(Coordinate annotation entries)

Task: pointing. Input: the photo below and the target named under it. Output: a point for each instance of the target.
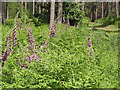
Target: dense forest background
(59, 45)
(70, 12)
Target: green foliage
(65, 63)
(9, 22)
(73, 11)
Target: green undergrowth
(65, 62)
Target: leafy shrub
(9, 22)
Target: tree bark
(102, 9)
(3, 12)
(0, 12)
(117, 11)
(33, 7)
(52, 13)
(25, 5)
(60, 12)
(96, 13)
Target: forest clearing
(59, 44)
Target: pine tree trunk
(102, 9)
(33, 7)
(52, 13)
(0, 12)
(117, 11)
(96, 13)
(25, 5)
(22, 6)
(3, 12)
(60, 12)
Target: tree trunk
(0, 12)
(3, 12)
(52, 13)
(109, 8)
(83, 5)
(22, 6)
(96, 13)
(39, 9)
(33, 7)
(0, 28)
(60, 12)
(25, 5)
(117, 11)
(102, 9)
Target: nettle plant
(21, 45)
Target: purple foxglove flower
(91, 51)
(52, 32)
(35, 56)
(45, 44)
(89, 45)
(7, 41)
(14, 37)
(38, 60)
(64, 19)
(6, 55)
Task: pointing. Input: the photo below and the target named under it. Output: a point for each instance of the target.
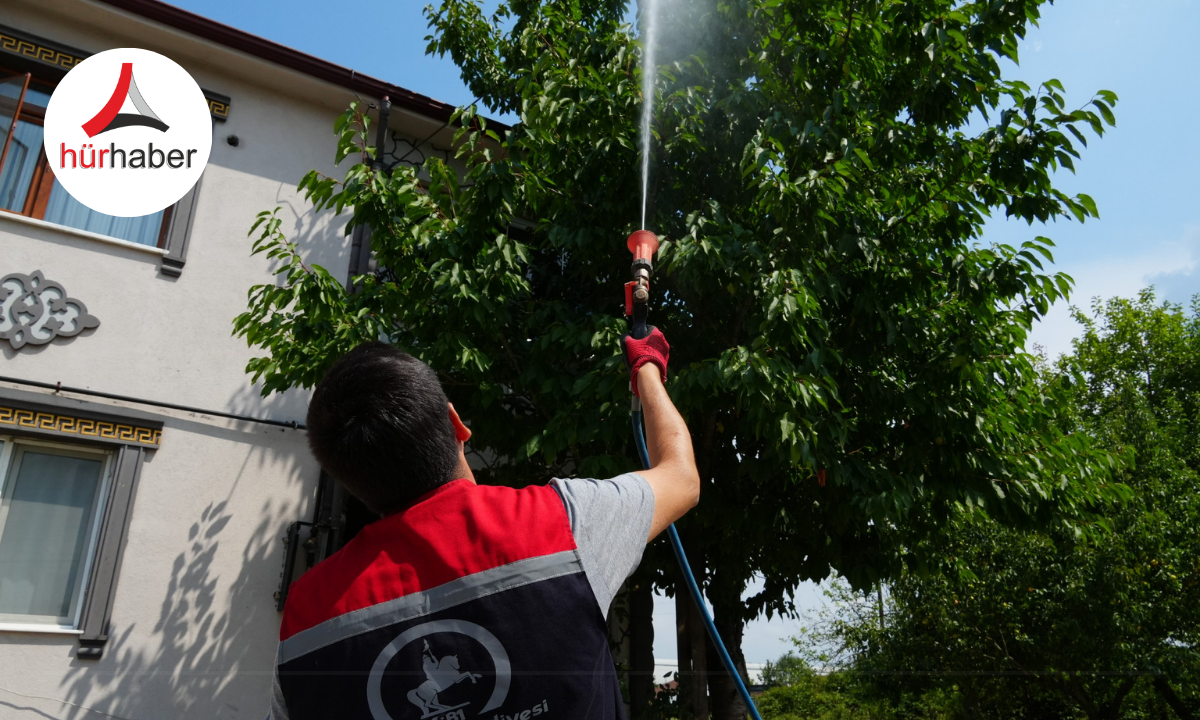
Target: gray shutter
(179, 231)
(97, 607)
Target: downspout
(360, 238)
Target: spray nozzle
(643, 244)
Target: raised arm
(672, 475)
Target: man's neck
(463, 471)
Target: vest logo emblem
(430, 687)
(441, 673)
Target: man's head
(381, 425)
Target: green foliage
(847, 696)
(1045, 618)
(849, 355)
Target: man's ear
(460, 431)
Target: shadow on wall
(203, 663)
(210, 652)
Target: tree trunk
(726, 700)
(641, 649)
(725, 593)
(1123, 689)
(619, 635)
(1168, 694)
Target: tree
(1083, 622)
(846, 353)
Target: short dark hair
(378, 423)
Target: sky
(1144, 174)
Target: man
(466, 600)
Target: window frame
(9, 469)
(41, 184)
(129, 436)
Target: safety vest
(469, 604)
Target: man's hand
(651, 349)
(672, 474)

> **DIRECTION**:
Reproduce every line of the material above verbatim, omitting the pictures from your answer.

> **RESPONSE TO THIS EXERCISE**:
Task: pointing. Input: the photo below and the target named under it. Output: a point for each instance of the target.
Target: dense forest background
(59, 45)
(70, 12)
Target: green foliage
(65, 63)
(9, 22)
(73, 11)
Target: green undergrowth
(65, 62)
Target: leafy shrub
(9, 22)
Target: tree bark
(102, 9)
(3, 12)
(0, 12)
(117, 11)
(33, 7)
(52, 13)
(25, 5)
(60, 12)
(96, 13)
Target: forest clearing
(59, 44)
Target: pine tree trunk
(102, 9)
(33, 7)
(52, 13)
(0, 12)
(117, 11)
(96, 13)
(25, 5)
(22, 6)
(3, 12)
(60, 12)
Target: tree trunk
(0, 12)
(3, 12)
(52, 13)
(109, 8)
(83, 5)
(22, 6)
(96, 13)
(39, 9)
(33, 7)
(0, 28)
(60, 12)
(25, 5)
(117, 11)
(102, 9)
Target: nettle plant
(21, 45)
Target: purple foxglove flower
(91, 51)
(52, 32)
(35, 56)
(45, 44)
(89, 45)
(7, 41)
(14, 37)
(38, 60)
(64, 19)
(6, 55)
Task: pointing. Input: the photo below and the target named under it. Output: a point for each instance of the target.
Target: gray shutter
(179, 231)
(97, 607)
Target: downspout
(360, 238)
Target: spray nozzle
(643, 244)
Target: raised arm
(672, 475)
Target: man's neck
(463, 471)
Target: vest logo emblem
(430, 687)
(441, 673)
Target: man's head
(381, 425)
Target: green foliage
(847, 696)
(1045, 618)
(849, 355)
Target: man's ear
(460, 431)
Target: shadow on wall
(203, 663)
(210, 652)
Target: tree trunk
(726, 700)
(641, 649)
(725, 593)
(1123, 689)
(619, 635)
(1168, 694)
Target: tree
(1083, 622)
(846, 353)
Target: short dark hair
(378, 423)
Target: sky
(1144, 174)
Target: man
(466, 600)
Target: window frame
(9, 469)
(41, 184)
(129, 436)
Target: safety vest
(469, 604)
Target: man's hand
(651, 349)
(672, 474)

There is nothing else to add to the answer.